>> START WORKING DATA

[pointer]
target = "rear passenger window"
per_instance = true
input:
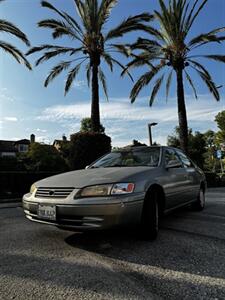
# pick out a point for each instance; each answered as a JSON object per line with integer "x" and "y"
{"x": 185, "y": 160}
{"x": 171, "y": 157}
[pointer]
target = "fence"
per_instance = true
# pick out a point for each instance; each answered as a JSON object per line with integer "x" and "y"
{"x": 15, "y": 184}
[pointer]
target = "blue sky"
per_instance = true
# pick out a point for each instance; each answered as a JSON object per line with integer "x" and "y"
{"x": 27, "y": 107}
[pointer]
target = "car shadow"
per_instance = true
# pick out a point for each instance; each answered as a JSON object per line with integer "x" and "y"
{"x": 174, "y": 249}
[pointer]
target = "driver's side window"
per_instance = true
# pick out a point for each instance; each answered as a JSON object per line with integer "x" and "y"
{"x": 171, "y": 158}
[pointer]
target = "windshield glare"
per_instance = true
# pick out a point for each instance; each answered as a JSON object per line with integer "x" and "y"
{"x": 129, "y": 158}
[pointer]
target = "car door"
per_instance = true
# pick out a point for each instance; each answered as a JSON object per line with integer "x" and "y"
{"x": 175, "y": 181}
{"x": 193, "y": 184}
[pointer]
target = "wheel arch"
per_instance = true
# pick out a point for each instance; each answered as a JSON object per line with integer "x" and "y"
{"x": 160, "y": 191}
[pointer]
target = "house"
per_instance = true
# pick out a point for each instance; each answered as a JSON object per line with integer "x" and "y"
{"x": 11, "y": 148}
{"x": 58, "y": 143}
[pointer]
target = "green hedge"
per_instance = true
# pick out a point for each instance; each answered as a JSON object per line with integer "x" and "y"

>> END WORKING DATA

• _STATED GOAL_
Pictures are to be left out; repeat all the remaining data exactly.

• _CORRECT RESPONSE_
[pointer]
target = "rear passenger window"
per_instance = true
input:
# pick out a point for each instance; each answered as a JSON object per line with integer "x" and "y"
{"x": 185, "y": 160}
{"x": 171, "y": 157}
[pointer]
target = "fence"
per_instance = true
# pick out a point for each instance; each answered as a JSON object per line with integer "x" and "y"
{"x": 15, "y": 184}
[pointer]
target = "blue sky"
per_instance = true
# pick out a point for each instance; each answered as a JSON object per line with integer "x" and "y"
{"x": 27, "y": 107}
[pointer]
target = "car shadow"
per_instance = true
# pick out a point for each instance; each answered as a JSON object per line with integer "x" and "y"
{"x": 174, "y": 249}
[pointer]
target = "driver's side window"
per_instance = true
# pick out a point for each instance; each answered as a JSON object per line with integer "x" and "y"
{"x": 171, "y": 158}
[pointer]
target = "windshield glare"
per_instance = true
# pick out a point for each instance; each answered as a JSON object per line with integer "x" and "y"
{"x": 129, "y": 158}
[pointer]
target = "car door"
per_instance = true
# pick out a point for each instance; each answered as a JSON object per line with integer "x" and "y"
{"x": 175, "y": 181}
{"x": 193, "y": 184}
[pointer]
target = "wheel arch"
per_instance = true
# pick out a point for each instance; each answered as a JSON object per line with integer "x" and "y"
{"x": 160, "y": 191}
[pointer]
target = "house"
per_instance = true
# pick out a point for each instance; each answered as a JSON object per line with integer "x" and "y"
{"x": 11, "y": 148}
{"x": 58, "y": 143}
[pointer]
target = "green hedge"
per_instance = true
# pick out a point for each instance; each answered as a JSON object per line with integer "x" and "y"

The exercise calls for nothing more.